Somewhere on the road between Arnside and Milnthorpe are several of my fillings, plus bits of my car which rattled off.

I’m thinking of charging SLDC for repairs.

Unfortunately, it looks like they haven’t got any money for that kind of thing, or maybe they’re made of sterner stuff.

The early signs of spring are appearing. Snowdrops are out, daffodils are poking their heads warily through the soil, and lambs are frolicking in the fields, blissfully unaware that they might wind up wrongly labelled as something else altogether in a UK supermarket lasagne any time soon.

There’s another regular spring event too – crumbling roads. I’d started to figure out where they were during my journey to work, but swerving round so many of them causes motion sickness, and the likelihood of being stopped by the police for drink-driving. Not to mention the fact that it’s probably adding miles to my journey.

A nonsensical event seems to occur with a similar frequency to that of horses popping up in unexpected places too –random resurfacing. Several instances appeared towards the end of last year, the rationale seemingly being “This whole road looks like the surface of the moon – let’s randomly pick a short stretch and resurface it”.

Whilst it’s clear to anyone who actually drives that the whole road will only be passable in a tractor within a few weeks, the council tarmac a brief stretch, then seem surprised when the rest of it collapses shortly afterwards. Driving some of our local roads is like sitting on a particularly unbalanced washing machine. There’s an occasional quiet, still, moment, the tarmac equivalent of the eye of the storm, then all hell breaks loose again.

The other method currently employed is to send someone out to stick tarmac in a hole, tread on it a bit, then go away again. The surface around the new bit then disintegrates, leaving a rock-hard molehill that tests your suspension and nerves. On the edge of my village, a length of these repairs were done, leading to a washboard effect so violent, I’m frightened we might create some kind of rip in the fabric of space and time, and wind up back in the Dark Ages. Mind you, apart from scurvy, civil wars and lack of internet connection, they probably had smoother roads.

I’m guessing it’s a money thing. Whilst we get charged the earth for the tax on our petrol, and the tax disc on our cars, very little of this makes it back to the road surfaces we shake, rattle, and roll our way along. Either that, or we need fresh blood in the department that works out which roads to resurface.

Here’s my suggestion: If its starting to break up, it will almost certainly get worse, not better. Perhaps you could do something about that, before I need a climbing rope to get out of the next big pothole. Alternatively, put a ‘Big Dipper’ sign on it and charge a quid a go. You could then spend that on fixing it.

This post first appeared in my "Thank grumpy it's Friday" column in the North West Evening Mail on Friday the 22nd of February 2013. You can view the version used online here

Strangely, only 9 words went missing: "the tarmac equivalent of the eye of the storm". Weird, huh? Just in case the readers didn't know what tarmac is, all references to it were replaced with "asphalt" or "surface". Yeah - I know.

I was surprised my suggested title was kept too - I thought it might be added to, making it more obvious that it was about road surfaces. Not tarmac though - no-one knows what THAT is.

(Listening to Queen again - the "Queen Rock Montreal" gig from 1981. Belting!)

------

> DIRECTIVE:
Copy out word for word the passage of the column on potholes that begins at the words "Strangely, only 9" and stops after "Yeah - I know.".

> DATA SECTION:
------

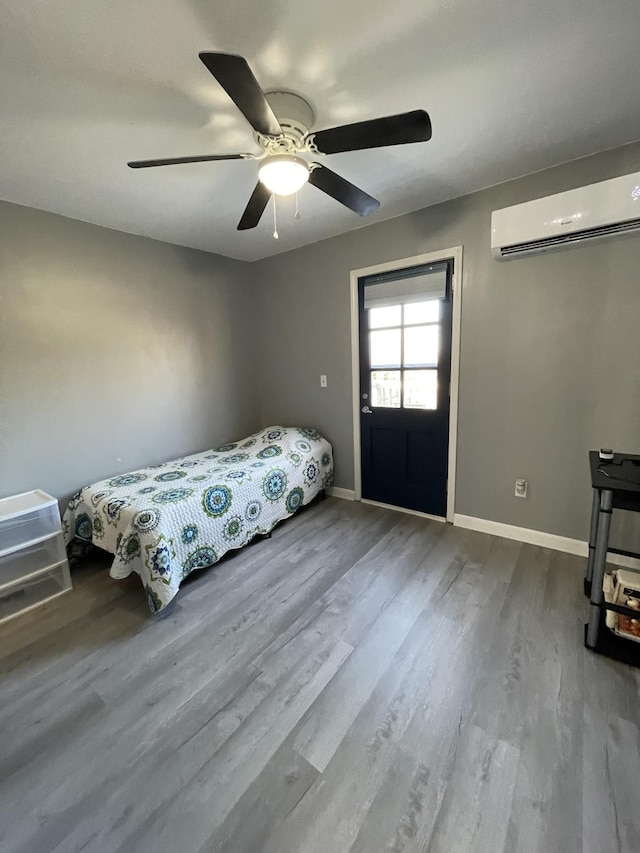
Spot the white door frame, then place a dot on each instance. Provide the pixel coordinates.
(456, 283)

------

> FULL RESPONSE:
Strangely, only 9 words went missing: "the tarmac equivalent of the eye of the storm". Weird, huh? Just in case the readers didn't know what tarmac is, all references to it were replaced with "asphalt" or "surface". Yeah - I know.